[AVAILABLE RECORDS Boundary: Start]

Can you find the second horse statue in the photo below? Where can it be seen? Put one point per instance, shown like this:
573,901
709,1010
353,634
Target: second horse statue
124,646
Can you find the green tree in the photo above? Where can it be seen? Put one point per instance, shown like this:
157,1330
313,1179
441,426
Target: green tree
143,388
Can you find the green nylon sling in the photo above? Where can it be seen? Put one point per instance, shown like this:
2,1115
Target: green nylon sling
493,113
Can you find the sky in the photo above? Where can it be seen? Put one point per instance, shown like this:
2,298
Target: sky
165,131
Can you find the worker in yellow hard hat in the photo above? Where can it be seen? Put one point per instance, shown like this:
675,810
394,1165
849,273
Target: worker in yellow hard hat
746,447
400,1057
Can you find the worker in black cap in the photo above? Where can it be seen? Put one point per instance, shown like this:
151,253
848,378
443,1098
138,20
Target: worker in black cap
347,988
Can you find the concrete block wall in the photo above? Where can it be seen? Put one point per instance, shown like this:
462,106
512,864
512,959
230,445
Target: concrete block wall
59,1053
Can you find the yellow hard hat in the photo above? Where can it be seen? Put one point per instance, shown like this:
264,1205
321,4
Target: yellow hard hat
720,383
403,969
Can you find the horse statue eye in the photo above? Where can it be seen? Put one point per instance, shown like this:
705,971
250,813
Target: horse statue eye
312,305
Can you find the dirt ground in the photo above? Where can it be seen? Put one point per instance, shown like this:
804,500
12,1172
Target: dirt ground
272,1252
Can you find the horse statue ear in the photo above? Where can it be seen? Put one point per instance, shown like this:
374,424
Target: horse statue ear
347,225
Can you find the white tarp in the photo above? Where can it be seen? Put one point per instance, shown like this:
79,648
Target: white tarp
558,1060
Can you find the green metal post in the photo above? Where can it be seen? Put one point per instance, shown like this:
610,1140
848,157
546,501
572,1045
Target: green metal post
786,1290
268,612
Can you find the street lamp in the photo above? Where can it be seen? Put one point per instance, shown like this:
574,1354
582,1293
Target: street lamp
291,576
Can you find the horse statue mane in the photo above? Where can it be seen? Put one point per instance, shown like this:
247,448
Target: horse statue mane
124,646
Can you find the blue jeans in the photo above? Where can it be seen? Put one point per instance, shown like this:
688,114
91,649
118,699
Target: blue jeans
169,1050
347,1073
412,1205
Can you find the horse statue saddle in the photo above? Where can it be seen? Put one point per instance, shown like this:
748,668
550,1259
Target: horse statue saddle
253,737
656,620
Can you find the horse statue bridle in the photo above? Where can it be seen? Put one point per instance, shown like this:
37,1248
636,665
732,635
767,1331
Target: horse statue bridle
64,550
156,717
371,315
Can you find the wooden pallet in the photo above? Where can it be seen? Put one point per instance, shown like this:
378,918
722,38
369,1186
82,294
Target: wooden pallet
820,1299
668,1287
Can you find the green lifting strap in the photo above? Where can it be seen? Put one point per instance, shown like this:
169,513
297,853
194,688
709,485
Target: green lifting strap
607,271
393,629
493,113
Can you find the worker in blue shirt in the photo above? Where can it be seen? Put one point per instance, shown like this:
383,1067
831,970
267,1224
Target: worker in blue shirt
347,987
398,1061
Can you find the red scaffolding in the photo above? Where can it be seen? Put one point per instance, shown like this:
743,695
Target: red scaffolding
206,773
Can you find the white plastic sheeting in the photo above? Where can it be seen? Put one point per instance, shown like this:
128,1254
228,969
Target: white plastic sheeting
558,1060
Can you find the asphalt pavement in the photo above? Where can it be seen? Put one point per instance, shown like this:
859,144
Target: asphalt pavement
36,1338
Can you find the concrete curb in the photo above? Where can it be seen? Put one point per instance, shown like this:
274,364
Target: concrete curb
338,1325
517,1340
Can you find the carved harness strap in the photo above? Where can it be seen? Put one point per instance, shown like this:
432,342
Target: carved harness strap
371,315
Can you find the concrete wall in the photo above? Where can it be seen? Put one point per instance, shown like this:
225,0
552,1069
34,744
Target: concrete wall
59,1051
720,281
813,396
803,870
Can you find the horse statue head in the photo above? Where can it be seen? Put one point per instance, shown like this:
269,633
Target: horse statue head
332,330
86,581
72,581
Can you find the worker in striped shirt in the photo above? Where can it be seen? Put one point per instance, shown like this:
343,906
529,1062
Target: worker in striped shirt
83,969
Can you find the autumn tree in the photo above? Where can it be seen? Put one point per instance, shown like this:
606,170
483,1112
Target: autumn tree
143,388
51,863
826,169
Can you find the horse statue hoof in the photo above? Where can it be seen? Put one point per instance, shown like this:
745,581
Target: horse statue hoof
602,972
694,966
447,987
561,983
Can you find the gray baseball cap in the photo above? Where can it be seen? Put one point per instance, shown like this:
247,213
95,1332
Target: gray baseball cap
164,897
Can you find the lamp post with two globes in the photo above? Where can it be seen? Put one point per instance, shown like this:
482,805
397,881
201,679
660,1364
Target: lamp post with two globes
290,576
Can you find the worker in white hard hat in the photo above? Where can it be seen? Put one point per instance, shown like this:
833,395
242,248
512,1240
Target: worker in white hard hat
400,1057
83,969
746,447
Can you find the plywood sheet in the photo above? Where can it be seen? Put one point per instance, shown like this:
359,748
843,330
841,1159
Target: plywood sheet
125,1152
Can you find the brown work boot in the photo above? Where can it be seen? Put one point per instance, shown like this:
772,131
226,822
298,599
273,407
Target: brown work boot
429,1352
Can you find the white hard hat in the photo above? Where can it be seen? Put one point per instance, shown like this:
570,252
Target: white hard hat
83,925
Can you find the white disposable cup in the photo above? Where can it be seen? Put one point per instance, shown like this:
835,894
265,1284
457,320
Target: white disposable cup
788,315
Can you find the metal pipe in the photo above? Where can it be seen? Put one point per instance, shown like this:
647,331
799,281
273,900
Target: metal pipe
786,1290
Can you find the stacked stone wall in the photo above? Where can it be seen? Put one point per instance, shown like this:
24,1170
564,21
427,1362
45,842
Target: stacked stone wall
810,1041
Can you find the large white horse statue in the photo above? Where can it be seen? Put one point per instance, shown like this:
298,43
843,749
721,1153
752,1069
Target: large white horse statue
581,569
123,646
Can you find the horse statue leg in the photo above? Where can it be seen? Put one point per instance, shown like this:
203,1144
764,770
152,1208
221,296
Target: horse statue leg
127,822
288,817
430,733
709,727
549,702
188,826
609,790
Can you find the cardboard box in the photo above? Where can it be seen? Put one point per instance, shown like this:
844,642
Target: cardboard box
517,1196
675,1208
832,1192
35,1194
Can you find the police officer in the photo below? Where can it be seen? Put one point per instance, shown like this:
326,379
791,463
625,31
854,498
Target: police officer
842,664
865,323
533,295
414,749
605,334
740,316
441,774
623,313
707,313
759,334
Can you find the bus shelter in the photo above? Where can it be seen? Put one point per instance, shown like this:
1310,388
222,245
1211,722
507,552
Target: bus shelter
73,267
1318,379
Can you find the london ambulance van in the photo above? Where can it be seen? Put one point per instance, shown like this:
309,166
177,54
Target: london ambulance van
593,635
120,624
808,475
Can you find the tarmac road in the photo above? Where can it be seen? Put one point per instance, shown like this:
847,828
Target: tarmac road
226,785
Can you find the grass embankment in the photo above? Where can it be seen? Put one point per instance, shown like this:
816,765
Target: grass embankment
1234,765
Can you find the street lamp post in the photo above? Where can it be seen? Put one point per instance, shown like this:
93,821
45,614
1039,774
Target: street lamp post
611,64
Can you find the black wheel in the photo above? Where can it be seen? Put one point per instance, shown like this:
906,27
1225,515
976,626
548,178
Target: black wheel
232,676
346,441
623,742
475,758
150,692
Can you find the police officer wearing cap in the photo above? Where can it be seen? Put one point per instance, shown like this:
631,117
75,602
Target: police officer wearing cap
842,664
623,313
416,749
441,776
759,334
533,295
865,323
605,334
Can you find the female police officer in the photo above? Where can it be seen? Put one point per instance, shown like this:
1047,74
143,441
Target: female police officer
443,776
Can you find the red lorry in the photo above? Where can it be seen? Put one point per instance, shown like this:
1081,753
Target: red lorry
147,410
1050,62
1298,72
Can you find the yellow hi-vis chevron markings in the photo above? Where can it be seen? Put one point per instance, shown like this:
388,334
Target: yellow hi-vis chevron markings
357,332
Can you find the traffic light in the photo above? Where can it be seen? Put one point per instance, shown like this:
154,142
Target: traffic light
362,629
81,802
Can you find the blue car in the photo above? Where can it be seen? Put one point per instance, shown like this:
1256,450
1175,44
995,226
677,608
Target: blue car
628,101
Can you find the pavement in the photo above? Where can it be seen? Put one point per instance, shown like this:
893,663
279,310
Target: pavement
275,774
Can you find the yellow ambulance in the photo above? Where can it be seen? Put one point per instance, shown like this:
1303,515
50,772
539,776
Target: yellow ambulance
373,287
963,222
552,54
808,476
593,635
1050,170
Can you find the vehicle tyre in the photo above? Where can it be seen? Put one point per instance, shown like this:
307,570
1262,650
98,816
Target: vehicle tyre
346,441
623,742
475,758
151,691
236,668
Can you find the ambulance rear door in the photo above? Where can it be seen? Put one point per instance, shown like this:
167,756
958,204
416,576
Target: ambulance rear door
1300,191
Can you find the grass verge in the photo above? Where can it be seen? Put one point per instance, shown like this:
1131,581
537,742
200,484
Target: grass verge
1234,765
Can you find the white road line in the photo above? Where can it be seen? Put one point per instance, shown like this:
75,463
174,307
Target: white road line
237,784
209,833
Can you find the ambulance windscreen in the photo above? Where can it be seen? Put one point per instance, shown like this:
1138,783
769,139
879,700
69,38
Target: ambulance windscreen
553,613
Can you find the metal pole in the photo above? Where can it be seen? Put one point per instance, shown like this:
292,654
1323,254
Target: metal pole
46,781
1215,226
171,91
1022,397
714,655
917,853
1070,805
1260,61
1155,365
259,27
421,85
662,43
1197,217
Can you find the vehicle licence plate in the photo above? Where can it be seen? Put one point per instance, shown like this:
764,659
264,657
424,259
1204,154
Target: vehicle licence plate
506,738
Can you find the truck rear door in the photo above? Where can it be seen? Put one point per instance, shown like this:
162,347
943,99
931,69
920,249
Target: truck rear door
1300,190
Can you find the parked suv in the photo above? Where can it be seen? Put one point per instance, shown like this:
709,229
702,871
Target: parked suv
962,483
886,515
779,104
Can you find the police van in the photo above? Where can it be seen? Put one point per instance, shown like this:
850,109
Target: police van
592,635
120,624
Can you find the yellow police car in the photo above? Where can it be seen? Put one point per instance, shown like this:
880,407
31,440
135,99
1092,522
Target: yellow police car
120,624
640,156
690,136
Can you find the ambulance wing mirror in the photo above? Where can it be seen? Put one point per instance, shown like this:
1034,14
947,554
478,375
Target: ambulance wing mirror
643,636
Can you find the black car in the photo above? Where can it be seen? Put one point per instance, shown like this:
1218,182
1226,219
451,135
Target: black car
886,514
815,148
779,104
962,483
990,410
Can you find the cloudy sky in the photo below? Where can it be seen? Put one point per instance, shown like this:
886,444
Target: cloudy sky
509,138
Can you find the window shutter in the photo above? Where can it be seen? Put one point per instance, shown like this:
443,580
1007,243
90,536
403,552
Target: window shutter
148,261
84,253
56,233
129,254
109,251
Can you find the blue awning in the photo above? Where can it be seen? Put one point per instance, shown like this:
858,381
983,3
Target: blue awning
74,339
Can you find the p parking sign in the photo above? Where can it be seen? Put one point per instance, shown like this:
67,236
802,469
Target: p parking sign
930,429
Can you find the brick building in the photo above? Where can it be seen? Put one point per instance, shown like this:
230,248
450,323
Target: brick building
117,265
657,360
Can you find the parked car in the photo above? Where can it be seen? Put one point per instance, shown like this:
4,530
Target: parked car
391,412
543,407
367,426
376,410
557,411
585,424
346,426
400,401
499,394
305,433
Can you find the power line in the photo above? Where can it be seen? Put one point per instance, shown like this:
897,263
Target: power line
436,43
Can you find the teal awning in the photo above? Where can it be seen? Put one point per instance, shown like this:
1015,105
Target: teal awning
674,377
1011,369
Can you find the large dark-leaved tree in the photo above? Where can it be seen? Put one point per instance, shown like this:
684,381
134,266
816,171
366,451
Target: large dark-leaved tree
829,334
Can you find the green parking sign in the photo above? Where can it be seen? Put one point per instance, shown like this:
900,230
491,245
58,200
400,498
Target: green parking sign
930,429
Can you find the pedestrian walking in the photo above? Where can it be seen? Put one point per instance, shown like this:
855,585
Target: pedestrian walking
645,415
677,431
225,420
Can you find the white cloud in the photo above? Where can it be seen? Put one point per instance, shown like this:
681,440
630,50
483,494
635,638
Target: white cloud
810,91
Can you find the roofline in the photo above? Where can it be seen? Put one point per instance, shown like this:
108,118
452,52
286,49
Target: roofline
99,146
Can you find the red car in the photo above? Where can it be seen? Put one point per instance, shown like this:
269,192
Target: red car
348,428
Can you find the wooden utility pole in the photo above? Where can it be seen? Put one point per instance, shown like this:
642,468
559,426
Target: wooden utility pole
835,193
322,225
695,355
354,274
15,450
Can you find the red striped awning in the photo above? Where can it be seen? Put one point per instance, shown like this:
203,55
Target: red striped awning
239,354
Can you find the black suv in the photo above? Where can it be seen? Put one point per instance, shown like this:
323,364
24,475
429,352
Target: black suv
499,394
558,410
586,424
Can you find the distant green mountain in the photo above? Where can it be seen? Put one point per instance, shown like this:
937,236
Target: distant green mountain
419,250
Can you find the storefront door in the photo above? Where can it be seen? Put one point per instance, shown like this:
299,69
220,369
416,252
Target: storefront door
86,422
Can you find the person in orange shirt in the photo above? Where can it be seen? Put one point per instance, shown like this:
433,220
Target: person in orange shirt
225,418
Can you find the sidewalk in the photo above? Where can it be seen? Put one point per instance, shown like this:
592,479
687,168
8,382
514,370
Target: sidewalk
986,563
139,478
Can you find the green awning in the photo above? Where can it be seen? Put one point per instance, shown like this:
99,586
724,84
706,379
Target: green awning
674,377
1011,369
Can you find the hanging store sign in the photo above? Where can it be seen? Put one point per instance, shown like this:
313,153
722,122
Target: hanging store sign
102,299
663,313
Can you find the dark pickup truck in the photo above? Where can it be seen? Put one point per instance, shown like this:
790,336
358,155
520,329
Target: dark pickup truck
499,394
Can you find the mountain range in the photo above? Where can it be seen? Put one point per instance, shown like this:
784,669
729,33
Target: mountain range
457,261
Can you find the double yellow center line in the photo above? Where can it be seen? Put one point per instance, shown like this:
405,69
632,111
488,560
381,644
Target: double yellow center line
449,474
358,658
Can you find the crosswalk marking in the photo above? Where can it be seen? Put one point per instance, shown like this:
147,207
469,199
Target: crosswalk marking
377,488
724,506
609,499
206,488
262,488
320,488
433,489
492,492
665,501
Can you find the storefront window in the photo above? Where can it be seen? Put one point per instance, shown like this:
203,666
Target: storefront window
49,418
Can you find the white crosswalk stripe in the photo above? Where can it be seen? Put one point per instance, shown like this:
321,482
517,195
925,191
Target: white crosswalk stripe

[AVAILABLE RECORDS Boundary: End]

§ EXERCISE AIM
Show every line of the data that includes the string "below".

§ SOLUTION TO THE EXERCISE
Can you find the second horse statue in the photo below? Where can it be seen? Put one point per instance, shown like this:
Can you find the police officer in the photo below? Where can it be seen? Put one point per instance, shown like this:
Can you find the cloudy sky in the photo below? Where can it be seen? Put one point per instance, shown like this:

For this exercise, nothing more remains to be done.